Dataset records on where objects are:

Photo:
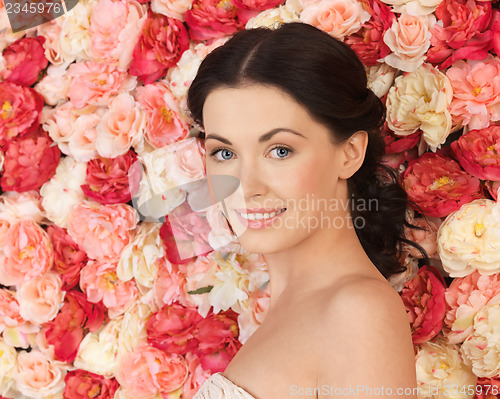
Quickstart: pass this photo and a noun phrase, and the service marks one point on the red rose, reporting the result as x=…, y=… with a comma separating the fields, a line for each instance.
x=162, y=42
x=30, y=161
x=478, y=151
x=69, y=259
x=438, y=184
x=212, y=19
x=172, y=329
x=82, y=384
x=423, y=297
x=20, y=113
x=25, y=59
x=65, y=332
x=368, y=43
x=111, y=181
x=463, y=34
x=218, y=337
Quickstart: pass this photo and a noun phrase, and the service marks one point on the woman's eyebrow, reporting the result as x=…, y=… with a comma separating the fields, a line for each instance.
x=265, y=137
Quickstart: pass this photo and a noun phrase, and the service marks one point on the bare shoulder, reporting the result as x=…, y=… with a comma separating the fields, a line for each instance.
x=371, y=345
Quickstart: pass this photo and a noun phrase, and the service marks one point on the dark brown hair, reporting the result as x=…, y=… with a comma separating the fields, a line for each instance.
x=325, y=76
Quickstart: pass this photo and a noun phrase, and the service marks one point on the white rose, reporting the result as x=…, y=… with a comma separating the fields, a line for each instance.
x=420, y=100
x=62, y=192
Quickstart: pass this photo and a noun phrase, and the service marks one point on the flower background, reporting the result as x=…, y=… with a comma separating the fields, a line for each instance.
x=95, y=302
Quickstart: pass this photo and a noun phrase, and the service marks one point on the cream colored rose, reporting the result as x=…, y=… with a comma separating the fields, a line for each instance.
x=469, y=239
x=27, y=205
x=54, y=86
x=439, y=365
x=338, y=18
x=39, y=377
x=413, y=7
x=8, y=356
x=380, y=78
x=40, y=299
x=272, y=18
x=121, y=127
x=62, y=192
x=75, y=36
x=171, y=8
x=98, y=351
x=481, y=350
x=138, y=259
x=420, y=100
x=409, y=38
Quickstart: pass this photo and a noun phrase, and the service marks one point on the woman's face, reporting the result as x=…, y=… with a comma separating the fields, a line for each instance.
x=283, y=159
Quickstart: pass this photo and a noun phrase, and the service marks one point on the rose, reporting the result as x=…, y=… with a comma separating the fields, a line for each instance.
x=438, y=184
x=101, y=283
x=112, y=181
x=25, y=60
x=96, y=83
x=21, y=107
x=65, y=332
x=409, y=39
x=478, y=151
x=147, y=371
x=476, y=95
x=367, y=42
x=69, y=259
x=84, y=384
x=27, y=253
x=338, y=18
x=102, y=231
x=212, y=19
x=39, y=299
x=462, y=32
x=423, y=297
x=30, y=161
x=172, y=329
x=114, y=29
x=218, y=337
x=161, y=44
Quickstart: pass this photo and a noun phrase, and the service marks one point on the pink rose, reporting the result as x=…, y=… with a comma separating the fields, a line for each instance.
x=82, y=384
x=25, y=60
x=30, y=161
x=423, y=297
x=368, y=42
x=38, y=376
x=478, y=151
x=212, y=19
x=9, y=310
x=27, y=252
x=102, y=231
x=114, y=30
x=21, y=110
x=160, y=47
x=462, y=34
x=185, y=234
x=172, y=329
x=164, y=124
x=108, y=180
x=464, y=298
x=438, y=184
x=148, y=371
x=476, y=93
x=218, y=336
x=39, y=298
x=69, y=259
x=65, y=332
x=95, y=83
x=101, y=283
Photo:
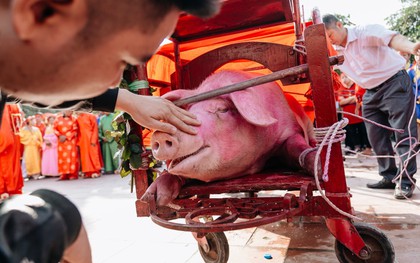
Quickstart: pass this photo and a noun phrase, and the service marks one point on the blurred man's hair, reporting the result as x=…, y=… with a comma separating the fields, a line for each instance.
x=143, y=14
x=329, y=21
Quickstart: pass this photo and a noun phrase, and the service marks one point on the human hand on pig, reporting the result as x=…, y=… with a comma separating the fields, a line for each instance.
x=156, y=113
x=164, y=189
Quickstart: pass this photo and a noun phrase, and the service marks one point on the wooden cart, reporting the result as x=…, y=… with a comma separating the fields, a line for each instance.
x=355, y=242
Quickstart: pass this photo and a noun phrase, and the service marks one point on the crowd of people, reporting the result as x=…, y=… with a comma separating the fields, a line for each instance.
x=65, y=145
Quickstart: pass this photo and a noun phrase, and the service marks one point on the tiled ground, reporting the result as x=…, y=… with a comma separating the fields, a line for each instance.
x=117, y=235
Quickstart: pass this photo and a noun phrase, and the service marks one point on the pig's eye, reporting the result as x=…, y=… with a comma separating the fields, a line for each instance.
x=222, y=110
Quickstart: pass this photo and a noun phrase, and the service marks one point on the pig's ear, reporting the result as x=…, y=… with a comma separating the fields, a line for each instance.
x=177, y=94
x=252, y=107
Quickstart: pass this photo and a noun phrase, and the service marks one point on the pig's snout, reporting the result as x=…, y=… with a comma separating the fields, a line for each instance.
x=164, y=145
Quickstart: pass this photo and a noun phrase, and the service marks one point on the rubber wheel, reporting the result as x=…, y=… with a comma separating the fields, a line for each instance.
x=219, y=248
x=380, y=247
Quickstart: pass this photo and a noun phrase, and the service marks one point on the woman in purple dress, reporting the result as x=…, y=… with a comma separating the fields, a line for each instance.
x=49, y=150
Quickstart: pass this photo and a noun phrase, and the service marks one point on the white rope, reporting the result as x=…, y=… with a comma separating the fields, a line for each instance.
x=329, y=136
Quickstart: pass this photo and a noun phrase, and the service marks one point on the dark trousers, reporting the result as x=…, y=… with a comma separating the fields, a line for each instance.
x=356, y=136
x=391, y=104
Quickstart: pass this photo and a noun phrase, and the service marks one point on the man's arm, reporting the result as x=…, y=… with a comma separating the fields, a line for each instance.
x=402, y=44
x=156, y=113
x=151, y=112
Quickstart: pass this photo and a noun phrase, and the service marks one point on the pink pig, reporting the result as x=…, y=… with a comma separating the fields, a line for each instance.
x=239, y=134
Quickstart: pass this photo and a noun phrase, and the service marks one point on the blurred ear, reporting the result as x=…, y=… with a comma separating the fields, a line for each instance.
x=49, y=21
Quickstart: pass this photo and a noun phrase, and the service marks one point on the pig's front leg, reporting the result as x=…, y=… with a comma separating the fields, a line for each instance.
x=164, y=189
x=294, y=146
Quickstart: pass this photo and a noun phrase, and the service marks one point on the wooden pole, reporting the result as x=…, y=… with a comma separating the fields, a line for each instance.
x=253, y=82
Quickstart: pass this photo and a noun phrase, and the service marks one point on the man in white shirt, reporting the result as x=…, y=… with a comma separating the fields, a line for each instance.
x=372, y=62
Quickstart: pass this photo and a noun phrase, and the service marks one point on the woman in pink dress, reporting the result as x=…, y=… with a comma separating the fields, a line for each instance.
x=49, y=150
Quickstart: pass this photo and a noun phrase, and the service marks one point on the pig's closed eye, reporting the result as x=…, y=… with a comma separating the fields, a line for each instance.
x=222, y=110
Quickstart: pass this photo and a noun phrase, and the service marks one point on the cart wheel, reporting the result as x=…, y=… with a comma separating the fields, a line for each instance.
x=219, y=248
x=379, y=246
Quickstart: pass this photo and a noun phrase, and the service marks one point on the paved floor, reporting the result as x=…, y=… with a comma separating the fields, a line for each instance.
x=118, y=236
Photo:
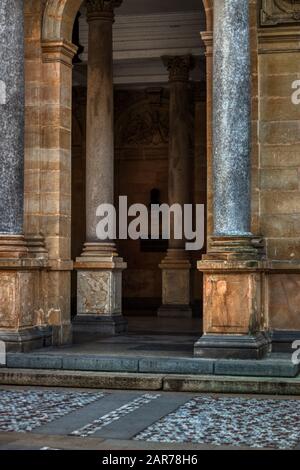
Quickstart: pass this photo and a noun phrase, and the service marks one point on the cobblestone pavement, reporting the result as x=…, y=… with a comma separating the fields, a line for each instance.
x=57, y=418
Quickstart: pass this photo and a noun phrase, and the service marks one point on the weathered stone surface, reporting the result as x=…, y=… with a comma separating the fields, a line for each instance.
x=176, y=366
x=231, y=303
x=11, y=116
x=99, y=292
x=105, y=380
x=275, y=367
x=102, y=364
x=259, y=385
x=284, y=301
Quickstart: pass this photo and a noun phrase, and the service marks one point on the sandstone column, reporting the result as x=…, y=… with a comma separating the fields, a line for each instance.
x=19, y=273
x=233, y=313
x=176, y=265
x=99, y=267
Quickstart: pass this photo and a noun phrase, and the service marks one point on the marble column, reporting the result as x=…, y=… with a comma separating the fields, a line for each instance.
x=176, y=265
x=234, y=320
x=19, y=271
x=99, y=297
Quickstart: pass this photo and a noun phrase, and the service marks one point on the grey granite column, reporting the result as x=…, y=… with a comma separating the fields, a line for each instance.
x=100, y=106
x=11, y=117
x=231, y=118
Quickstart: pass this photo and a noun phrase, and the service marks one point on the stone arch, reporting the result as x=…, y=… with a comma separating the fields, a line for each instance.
x=58, y=20
x=59, y=16
x=56, y=123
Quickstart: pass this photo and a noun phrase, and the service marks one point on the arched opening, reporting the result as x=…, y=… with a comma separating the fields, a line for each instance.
x=137, y=99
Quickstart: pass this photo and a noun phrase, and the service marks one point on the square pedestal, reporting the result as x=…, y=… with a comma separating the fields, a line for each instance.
x=99, y=297
x=19, y=302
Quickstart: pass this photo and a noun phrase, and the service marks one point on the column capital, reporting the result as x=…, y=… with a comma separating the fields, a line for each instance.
x=101, y=9
x=179, y=67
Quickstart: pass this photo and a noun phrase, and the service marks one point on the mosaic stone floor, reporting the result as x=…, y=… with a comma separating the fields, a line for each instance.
x=259, y=423
x=115, y=415
x=166, y=418
x=23, y=411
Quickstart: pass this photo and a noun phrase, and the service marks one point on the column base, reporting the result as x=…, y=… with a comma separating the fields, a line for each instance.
x=101, y=325
x=175, y=311
x=27, y=339
x=232, y=346
x=99, y=288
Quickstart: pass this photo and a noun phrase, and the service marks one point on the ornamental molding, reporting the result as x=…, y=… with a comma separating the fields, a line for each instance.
x=276, y=12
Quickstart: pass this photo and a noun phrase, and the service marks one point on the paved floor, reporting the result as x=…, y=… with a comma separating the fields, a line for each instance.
x=40, y=418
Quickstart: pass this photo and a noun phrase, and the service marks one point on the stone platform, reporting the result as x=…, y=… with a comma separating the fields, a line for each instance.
x=152, y=346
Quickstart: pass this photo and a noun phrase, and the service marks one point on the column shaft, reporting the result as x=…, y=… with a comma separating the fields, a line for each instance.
x=100, y=124
x=176, y=265
x=231, y=118
x=11, y=117
x=99, y=279
x=234, y=323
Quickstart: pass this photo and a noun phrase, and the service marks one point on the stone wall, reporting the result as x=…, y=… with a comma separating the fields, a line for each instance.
x=279, y=195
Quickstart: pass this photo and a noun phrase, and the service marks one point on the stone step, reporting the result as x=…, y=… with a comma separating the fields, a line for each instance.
x=167, y=382
x=276, y=365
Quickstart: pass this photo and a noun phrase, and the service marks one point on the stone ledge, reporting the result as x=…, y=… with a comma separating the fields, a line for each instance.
x=104, y=380
x=174, y=383
x=277, y=366
x=224, y=384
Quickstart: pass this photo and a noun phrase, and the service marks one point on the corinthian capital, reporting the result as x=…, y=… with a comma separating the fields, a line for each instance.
x=179, y=67
x=101, y=8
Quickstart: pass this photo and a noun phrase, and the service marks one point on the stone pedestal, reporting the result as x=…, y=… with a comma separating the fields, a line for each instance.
x=234, y=321
x=99, y=292
x=176, y=265
x=99, y=286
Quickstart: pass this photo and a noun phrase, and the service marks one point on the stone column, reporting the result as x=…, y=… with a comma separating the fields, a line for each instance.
x=233, y=313
x=176, y=265
x=99, y=268
x=11, y=126
x=19, y=271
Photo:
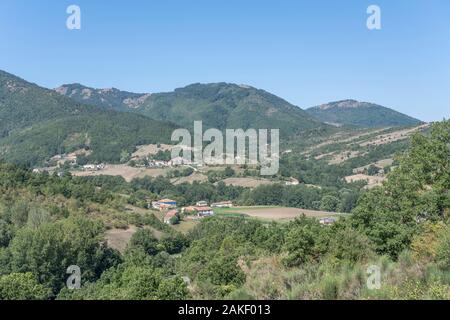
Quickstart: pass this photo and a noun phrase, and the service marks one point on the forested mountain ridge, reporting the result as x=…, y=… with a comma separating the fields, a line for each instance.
x=362, y=114
x=108, y=98
x=37, y=123
x=218, y=105
x=49, y=222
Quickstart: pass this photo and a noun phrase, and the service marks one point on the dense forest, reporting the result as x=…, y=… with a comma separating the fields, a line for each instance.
x=50, y=222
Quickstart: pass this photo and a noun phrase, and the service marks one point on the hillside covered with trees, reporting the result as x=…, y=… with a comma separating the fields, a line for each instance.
x=48, y=223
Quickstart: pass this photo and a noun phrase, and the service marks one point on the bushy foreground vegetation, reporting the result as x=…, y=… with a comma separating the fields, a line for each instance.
x=48, y=223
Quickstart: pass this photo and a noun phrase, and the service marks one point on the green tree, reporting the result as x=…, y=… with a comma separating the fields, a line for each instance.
x=22, y=286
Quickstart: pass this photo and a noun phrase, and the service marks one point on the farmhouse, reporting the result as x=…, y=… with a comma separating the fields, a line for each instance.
x=327, y=221
x=169, y=215
x=222, y=204
x=204, y=211
x=201, y=211
x=164, y=204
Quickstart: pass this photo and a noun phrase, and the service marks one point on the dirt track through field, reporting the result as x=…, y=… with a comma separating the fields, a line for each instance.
x=281, y=213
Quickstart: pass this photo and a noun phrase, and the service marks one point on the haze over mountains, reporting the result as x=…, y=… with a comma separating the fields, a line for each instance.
x=37, y=123
x=223, y=105
x=362, y=114
x=218, y=105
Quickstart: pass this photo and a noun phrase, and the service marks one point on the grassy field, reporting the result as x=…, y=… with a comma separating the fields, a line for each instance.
x=272, y=213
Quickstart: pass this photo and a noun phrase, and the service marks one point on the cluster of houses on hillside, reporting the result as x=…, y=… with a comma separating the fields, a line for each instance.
x=199, y=211
x=94, y=167
x=175, y=162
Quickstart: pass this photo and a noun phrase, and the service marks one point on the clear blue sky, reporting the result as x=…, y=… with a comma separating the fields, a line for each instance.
x=308, y=52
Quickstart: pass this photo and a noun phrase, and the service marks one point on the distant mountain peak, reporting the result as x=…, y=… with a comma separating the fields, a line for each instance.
x=105, y=97
x=344, y=104
x=363, y=114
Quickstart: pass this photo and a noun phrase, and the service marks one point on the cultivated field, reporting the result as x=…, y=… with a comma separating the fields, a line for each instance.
x=247, y=182
x=274, y=213
x=127, y=172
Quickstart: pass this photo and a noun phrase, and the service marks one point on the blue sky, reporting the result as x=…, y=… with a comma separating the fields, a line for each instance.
x=308, y=52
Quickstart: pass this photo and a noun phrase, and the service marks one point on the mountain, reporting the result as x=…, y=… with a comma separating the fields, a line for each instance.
x=23, y=103
x=218, y=105
x=108, y=98
x=362, y=114
x=37, y=123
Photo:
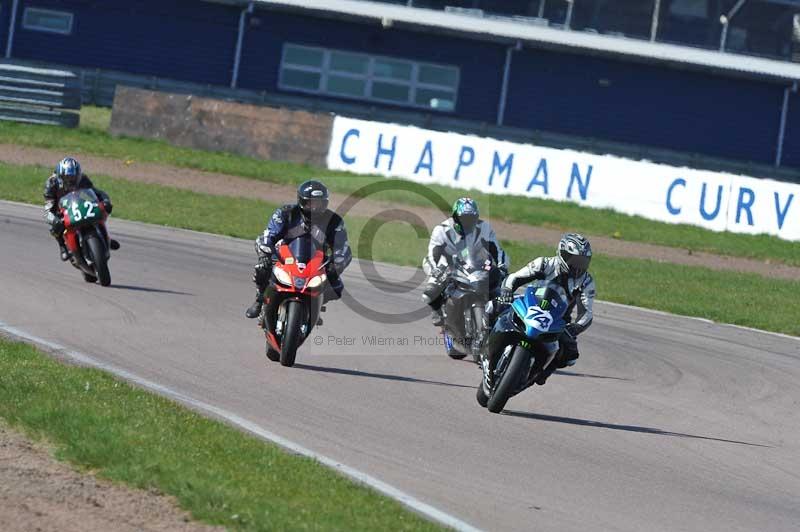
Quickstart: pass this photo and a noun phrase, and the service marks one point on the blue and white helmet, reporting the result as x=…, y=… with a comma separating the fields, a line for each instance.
x=574, y=254
x=69, y=170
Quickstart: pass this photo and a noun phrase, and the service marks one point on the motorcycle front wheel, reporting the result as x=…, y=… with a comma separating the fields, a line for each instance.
x=290, y=340
x=517, y=369
x=98, y=252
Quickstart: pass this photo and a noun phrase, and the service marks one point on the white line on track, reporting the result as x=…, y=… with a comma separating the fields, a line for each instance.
x=386, y=489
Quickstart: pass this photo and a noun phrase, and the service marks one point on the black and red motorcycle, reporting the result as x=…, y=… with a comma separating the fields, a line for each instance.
x=85, y=236
x=293, y=300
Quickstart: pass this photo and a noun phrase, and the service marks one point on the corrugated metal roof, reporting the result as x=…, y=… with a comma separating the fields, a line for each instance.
x=496, y=27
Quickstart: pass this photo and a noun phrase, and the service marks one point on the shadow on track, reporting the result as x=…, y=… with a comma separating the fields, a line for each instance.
x=627, y=428
x=589, y=375
x=385, y=376
x=147, y=289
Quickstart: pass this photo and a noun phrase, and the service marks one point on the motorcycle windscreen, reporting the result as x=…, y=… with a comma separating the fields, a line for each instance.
x=81, y=207
x=541, y=309
x=304, y=248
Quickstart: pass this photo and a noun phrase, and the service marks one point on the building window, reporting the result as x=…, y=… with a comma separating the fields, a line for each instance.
x=47, y=20
x=369, y=77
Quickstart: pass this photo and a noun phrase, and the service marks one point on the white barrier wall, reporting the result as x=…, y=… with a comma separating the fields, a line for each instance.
x=670, y=194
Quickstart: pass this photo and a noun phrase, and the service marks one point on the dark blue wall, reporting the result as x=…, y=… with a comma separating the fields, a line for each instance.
x=791, y=145
x=609, y=99
x=642, y=104
x=178, y=39
x=481, y=64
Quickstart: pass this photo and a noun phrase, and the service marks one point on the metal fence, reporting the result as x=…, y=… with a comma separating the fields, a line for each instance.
x=768, y=28
x=39, y=96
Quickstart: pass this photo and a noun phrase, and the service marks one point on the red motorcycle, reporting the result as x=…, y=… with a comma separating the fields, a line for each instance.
x=293, y=300
x=84, y=217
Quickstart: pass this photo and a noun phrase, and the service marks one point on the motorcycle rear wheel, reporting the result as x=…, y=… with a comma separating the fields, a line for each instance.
x=290, y=340
x=98, y=252
x=518, y=367
x=272, y=355
x=482, y=398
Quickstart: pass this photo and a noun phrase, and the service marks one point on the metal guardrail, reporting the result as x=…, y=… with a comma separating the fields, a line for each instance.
x=39, y=95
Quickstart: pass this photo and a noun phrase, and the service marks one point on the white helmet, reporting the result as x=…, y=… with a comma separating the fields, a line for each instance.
x=574, y=254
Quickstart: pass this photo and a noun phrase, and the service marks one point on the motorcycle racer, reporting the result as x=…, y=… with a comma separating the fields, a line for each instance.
x=310, y=215
x=569, y=268
x=464, y=224
x=66, y=178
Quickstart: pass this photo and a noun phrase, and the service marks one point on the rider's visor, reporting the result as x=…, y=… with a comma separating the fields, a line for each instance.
x=468, y=222
x=314, y=205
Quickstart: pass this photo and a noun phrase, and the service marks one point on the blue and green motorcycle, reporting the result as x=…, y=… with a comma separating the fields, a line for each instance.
x=522, y=343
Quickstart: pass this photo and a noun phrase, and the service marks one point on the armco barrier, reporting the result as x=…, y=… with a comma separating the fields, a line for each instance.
x=39, y=96
x=713, y=200
x=203, y=123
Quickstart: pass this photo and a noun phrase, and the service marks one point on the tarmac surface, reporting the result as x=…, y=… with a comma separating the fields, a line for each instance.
x=665, y=423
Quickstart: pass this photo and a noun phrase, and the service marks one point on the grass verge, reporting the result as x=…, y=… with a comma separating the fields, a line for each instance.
x=92, y=138
x=691, y=291
x=219, y=474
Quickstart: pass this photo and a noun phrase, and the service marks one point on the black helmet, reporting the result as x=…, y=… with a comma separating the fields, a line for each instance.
x=69, y=170
x=312, y=197
x=574, y=254
x=465, y=213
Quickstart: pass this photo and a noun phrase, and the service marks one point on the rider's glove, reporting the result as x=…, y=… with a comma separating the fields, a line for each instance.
x=571, y=329
x=58, y=226
x=263, y=249
x=264, y=261
x=506, y=296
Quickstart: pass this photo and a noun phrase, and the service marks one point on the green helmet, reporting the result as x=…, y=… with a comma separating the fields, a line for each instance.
x=465, y=214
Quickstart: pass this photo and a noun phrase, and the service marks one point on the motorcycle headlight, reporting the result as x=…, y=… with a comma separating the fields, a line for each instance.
x=282, y=276
x=316, y=281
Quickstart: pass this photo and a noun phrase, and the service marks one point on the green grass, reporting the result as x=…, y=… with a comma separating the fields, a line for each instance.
x=92, y=138
x=691, y=291
x=219, y=474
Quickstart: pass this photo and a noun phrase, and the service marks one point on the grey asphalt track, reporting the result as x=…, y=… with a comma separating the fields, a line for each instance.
x=666, y=423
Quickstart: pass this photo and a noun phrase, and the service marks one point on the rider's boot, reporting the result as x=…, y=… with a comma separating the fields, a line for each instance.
x=255, y=309
x=437, y=317
x=62, y=247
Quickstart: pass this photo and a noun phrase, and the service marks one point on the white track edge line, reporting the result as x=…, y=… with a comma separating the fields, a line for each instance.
x=363, y=478
x=696, y=318
x=611, y=303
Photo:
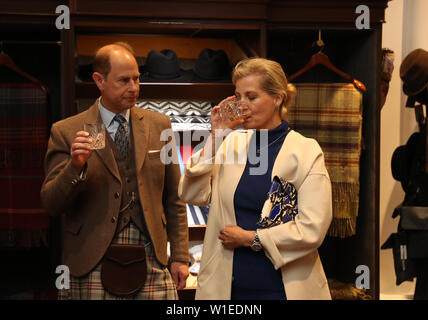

◆ **Work to complete**
Write the lines from the very start of the material through the line with "x=265, y=137", including that line, as a JSON list of strings with one string per line and no blank lines. Leave the pictures out.

◆ **Correct result**
[
  "Photo:",
  "Quickstart: pass this photo and a noun phrase, and the service marks one point on the red rose, reporting the result as x=…, y=… with a comma separating the fields, a line for each instance.",
  "x=162, y=42",
  "x=30, y=161",
  "x=478, y=151",
  "x=69, y=259",
  "x=438, y=184",
  "x=212, y=19",
  "x=172, y=329",
  "x=82, y=384",
  "x=423, y=297",
  "x=20, y=113",
  "x=25, y=59",
  "x=65, y=332",
  "x=368, y=43",
  "x=111, y=181",
  "x=463, y=34",
  "x=218, y=337",
  "Quickstart: pass this photo and a noun phrase, and the service marks one point on the woman's eyebrow, reporting the result as x=…, y=… with a comma separating the fields, a line for each instance.",
  "x=265, y=137"
]